Some records:
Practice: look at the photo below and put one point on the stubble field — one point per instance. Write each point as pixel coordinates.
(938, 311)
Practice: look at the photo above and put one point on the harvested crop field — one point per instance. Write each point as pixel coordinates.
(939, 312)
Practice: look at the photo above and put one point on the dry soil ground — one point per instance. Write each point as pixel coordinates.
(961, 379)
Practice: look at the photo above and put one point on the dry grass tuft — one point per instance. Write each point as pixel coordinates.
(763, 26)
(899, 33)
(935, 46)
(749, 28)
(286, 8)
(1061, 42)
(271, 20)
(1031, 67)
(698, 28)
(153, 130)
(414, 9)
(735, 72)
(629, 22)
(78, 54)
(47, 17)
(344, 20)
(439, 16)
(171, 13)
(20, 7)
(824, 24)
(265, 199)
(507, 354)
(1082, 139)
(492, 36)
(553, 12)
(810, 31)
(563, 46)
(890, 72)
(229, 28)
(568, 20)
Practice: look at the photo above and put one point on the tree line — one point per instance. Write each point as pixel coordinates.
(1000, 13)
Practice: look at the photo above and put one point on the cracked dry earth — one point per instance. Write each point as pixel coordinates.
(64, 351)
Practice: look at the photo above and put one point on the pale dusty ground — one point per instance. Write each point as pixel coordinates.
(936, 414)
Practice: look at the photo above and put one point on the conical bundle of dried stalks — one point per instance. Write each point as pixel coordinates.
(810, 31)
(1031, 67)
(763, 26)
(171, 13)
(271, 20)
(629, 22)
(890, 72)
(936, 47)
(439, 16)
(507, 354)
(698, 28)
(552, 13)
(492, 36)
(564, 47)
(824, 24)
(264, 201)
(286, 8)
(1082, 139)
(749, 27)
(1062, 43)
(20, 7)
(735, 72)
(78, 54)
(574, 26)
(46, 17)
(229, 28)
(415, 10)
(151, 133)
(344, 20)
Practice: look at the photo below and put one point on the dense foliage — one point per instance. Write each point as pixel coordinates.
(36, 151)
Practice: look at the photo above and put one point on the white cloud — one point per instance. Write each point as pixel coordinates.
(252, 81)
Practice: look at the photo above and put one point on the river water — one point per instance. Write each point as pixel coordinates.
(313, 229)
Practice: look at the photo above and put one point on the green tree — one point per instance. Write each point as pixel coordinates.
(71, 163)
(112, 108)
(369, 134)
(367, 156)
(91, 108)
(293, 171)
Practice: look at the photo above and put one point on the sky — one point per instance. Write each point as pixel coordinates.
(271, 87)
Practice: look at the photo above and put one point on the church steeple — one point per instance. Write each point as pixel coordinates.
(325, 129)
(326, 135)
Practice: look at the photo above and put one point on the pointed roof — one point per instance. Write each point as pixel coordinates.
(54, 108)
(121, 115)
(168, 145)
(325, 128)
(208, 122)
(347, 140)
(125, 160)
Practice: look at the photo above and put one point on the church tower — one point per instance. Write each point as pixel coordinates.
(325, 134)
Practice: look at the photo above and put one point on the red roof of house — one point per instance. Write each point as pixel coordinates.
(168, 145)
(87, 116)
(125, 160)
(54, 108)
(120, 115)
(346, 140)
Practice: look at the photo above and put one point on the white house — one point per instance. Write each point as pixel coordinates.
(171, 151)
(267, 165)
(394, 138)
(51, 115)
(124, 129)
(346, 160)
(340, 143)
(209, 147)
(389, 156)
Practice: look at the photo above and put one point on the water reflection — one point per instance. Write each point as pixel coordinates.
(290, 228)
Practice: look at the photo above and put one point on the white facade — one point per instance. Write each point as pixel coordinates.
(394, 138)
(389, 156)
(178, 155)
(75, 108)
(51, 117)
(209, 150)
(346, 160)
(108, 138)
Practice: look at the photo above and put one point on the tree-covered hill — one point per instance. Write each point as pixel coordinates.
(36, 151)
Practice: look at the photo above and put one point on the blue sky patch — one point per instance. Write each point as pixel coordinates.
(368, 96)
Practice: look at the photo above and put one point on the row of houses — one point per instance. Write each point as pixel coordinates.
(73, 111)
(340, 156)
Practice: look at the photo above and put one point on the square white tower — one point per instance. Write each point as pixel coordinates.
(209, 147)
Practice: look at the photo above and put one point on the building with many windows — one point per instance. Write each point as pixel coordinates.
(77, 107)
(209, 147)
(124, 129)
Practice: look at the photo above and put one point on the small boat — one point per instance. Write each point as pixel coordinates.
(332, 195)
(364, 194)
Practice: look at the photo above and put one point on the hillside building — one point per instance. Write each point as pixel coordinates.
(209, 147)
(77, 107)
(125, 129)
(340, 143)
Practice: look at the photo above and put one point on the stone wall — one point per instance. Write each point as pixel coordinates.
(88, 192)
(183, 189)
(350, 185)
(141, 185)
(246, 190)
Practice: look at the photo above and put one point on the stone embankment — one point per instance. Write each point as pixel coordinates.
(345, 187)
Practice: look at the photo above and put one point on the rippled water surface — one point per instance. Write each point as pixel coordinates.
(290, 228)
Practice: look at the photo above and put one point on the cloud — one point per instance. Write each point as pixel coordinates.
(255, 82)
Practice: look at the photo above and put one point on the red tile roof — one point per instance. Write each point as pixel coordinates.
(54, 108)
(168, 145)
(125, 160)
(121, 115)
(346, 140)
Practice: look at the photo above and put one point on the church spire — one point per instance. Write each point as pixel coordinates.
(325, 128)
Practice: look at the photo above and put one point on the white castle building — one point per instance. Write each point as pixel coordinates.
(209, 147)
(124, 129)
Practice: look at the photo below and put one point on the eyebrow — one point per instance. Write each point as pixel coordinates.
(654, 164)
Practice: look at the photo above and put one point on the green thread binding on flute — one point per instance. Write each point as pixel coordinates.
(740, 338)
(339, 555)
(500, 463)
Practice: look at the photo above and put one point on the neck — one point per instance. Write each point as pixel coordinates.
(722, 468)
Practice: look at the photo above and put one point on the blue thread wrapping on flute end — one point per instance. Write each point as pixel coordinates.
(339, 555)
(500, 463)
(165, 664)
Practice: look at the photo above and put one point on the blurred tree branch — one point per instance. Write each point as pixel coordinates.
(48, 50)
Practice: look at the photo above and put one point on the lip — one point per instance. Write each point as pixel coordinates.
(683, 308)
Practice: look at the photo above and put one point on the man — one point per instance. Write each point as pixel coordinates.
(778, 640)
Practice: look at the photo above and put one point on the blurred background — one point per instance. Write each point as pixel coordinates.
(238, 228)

- OBJECTIVE
Write out all of the lines above again, putting "x-y coordinates" wherever "pixel coordinates" appears and keeping everything else the same.

- WORKED ANSWER
Practice: look at the photo below and put one point on the stubble field — one point per instance. Write each point as x-y coordinates.
(938, 311)
Practice: look at the photo above and put one point on the harvested crop field — one point per instance. Write each point as x-y coordinates.
(939, 312)
Practice: look at the photo above and put one point on the dry soil ground — one point per instance. Write each point as x-y coordinates.
(961, 379)
Practice: look at the photo above and put one point on the dry grass tuft — one point per instance. Write each point as x-y coordinates.
(763, 26)
(899, 33)
(935, 46)
(749, 28)
(286, 8)
(1061, 42)
(271, 20)
(1031, 67)
(698, 28)
(153, 130)
(414, 9)
(735, 72)
(629, 22)
(78, 54)
(47, 17)
(344, 20)
(439, 16)
(171, 13)
(20, 7)
(824, 24)
(265, 199)
(507, 354)
(1082, 139)
(492, 36)
(553, 12)
(810, 31)
(563, 46)
(890, 72)
(229, 28)
(568, 20)
Practice: look at the photo above and put one point on the tree line — one point per instance. Write each point as x-y coordinates.
(1000, 13)
Practice: look at the photo above and put one point on the cracked dry earth — one point per instance. Write each point as x-y coordinates.
(64, 351)
Practice: look at the photo above and put one point on the pale dusty ground — one point per instance. Write each point as x-y coordinates.
(936, 414)
Practice: look at the photo above and put one point on the conical bundle of dried stalks — one point per instance. Write each point as x-y coordinates.
(810, 31)
(1031, 67)
(763, 26)
(171, 13)
(271, 20)
(629, 22)
(890, 72)
(936, 47)
(439, 16)
(507, 354)
(698, 28)
(552, 13)
(492, 36)
(564, 47)
(824, 24)
(264, 201)
(286, 8)
(1082, 139)
(749, 27)
(1062, 43)
(20, 7)
(735, 72)
(78, 54)
(574, 26)
(46, 17)
(229, 28)
(415, 10)
(151, 133)
(344, 20)
Practice: look at the photo below and put one point on the dense foliage — one point per instance. Write each point as x-y coordinates.
(36, 151)
Practice: look at the photo above and put one point on the white cloud — one point per instance. Write each point as x-y coordinates.
(252, 81)
Practice: look at the photo above and put one point on the river water — one point per instance. Write each point as x-y coordinates.
(313, 229)
Practice: look at the photo above and put one point on the green tree — one point per instance. Write each point as x-y coordinates.
(71, 163)
(112, 108)
(369, 134)
(367, 156)
(91, 108)
(293, 171)
Practice: look at the photo above and put one point on the sky — one point per instance. Write each point as x-y coordinates.
(271, 87)
Practice: look at the photo above and put one point on the church steeple — one point per instance. Write each point as x-y coordinates.
(325, 129)
(326, 135)
Practice: look at the photo above and put one point on the pointed roof — one point per instance. Write each point as x-y coordinates.
(54, 108)
(121, 115)
(168, 145)
(325, 128)
(208, 122)
(347, 140)
(125, 160)
Practice: look at the photo above and put one point on the church tower — one point per instance. Write each point as x-y coordinates.
(325, 134)
Practice: look at the photo above and put one point on the red roof of house — one point per instance. Write each point as x-y coordinates.
(168, 145)
(87, 116)
(125, 160)
(54, 108)
(120, 115)
(346, 140)
Practice: look at the photo above and put one point on the white house — one point per instance. Write each point as x-y coordinates.
(171, 151)
(267, 165)
(394, 138)
(51, 115)
(124, 129)
(346, 160)
(340, 143)
(209, 147)
(389, 156)
Practice: look at the photo above and put one point on the water reflection — one point per instance. Write each point as x-y coordinates.
(290, 228)
Practice: look at the photo above and put one point on the white facade — one point per instance. Write each point as x-y coordinates.
(394, 138)
(389, 156)
(178, 155)
(75, 108)
(51, 117)
(209, 150)
(346, 160)
(108, 138)
Practice: look at the photo above and put one point on the tree-covered hill — one point per instance. Write each point as x-y coordinates.
(36, 151)
Practice: look at the photo above and put one point on the blue sky patch — one point per instance. Write each point as x-y coordinates.
(368, 96)
Practice: look at the photo above and put one point on the row of houses — one point per instance. Write each point as x-y coordinates.
(73, 111)
(340, 156)
Practice: look at the photo above and put one point on the square white tower — one point per instance. Write each point as x-y coordinates.
(209, 147)
Practice: look at the photo above and put one point on the building with many windows — one point per instance. Write each point as x-y coordinates.
(77, 107)
(209, 147)
(124, 129)
Practice: look at the photo above and put one point on the small boat — one point per instance. Write each point as x-y coordinates.
(332, 195)
(364, 194)
Practice: look at the photo above and put one point on the hillside building — one point per instance. Write each point as x-y coordinates.
(209, 147)
(77, 107)
(125, 129)
(340, 143)
Practice: look at the photo above and put one point on the stone wall — one point per instance. Write each point as x-y coordinates.
(88, 192)
(183, 189)
(350, 185)
(141, 185)
(246, 190)
Practice: look at the photo above and put one point on the stone embankment — one point per instance. Write each point as x-y coordinates.
(345, 187)
Practice: look at the photo above and put one point on the rippled water surface — one point per instance. Write each point as x-y coordinates.
(290, 228)
Practice: look at the photo above and put one point on the cloud — one point per instance. Write each point as x-y coordinates.
(255, 82)
Practice: look at the photo above and put one point on the red tile roof — one point per instance. Write each point as x-y coordinates.
(54, 108)
(168, 145)
(125, 160)
(121, 115)
(346, 140)
Practice: look at the photo above and put one point on the church spire — one point per instance. Write each point as x-y coordinates.
(325, 128)
Practice: look at the photo above and put one point on the white castle building — one point per instance. Write each point as x-y coordinates.
(209, 147)
(124, 129)
Practice: look at the photo below and put one point on the eyebrow — one point per instance. Write each point as x-y coordinates.
(654, 164)
Practice: look at the photo above and put one point on the green thread binding on flute — one point per instance. Write each point as x-y coordinates.
(740, 338)
(339, 555)
(500, 463)
Practice: look at the photo above and put one point on the neck — one point per instance. Write each point as x-y coordinates.
(722, 468)
Practice: look at the photo above and put one point on the blue thread wrapping on flute end — one point per instance. Write each point as x-y coordinates.
(339, 555)
(500, 463)
(165, 664)
Practice: look at the photo above and put one point on the blurred tree branch — one point per instance. Write each point as x-y coordinates.
(48, 50)
Practice: look at the photo above and put one point on the lip — one point per instance. Write each point as x-y coordinates.
(683, 308)
Practice: look at the photo above and put one point on the man — one point per instance. Write each point as x-y coordinates.
(778, 640)
Practice: look at the photo above and put one point on the blurred background — one point per instance. Write each point as x-y coordinates.
(238, 228)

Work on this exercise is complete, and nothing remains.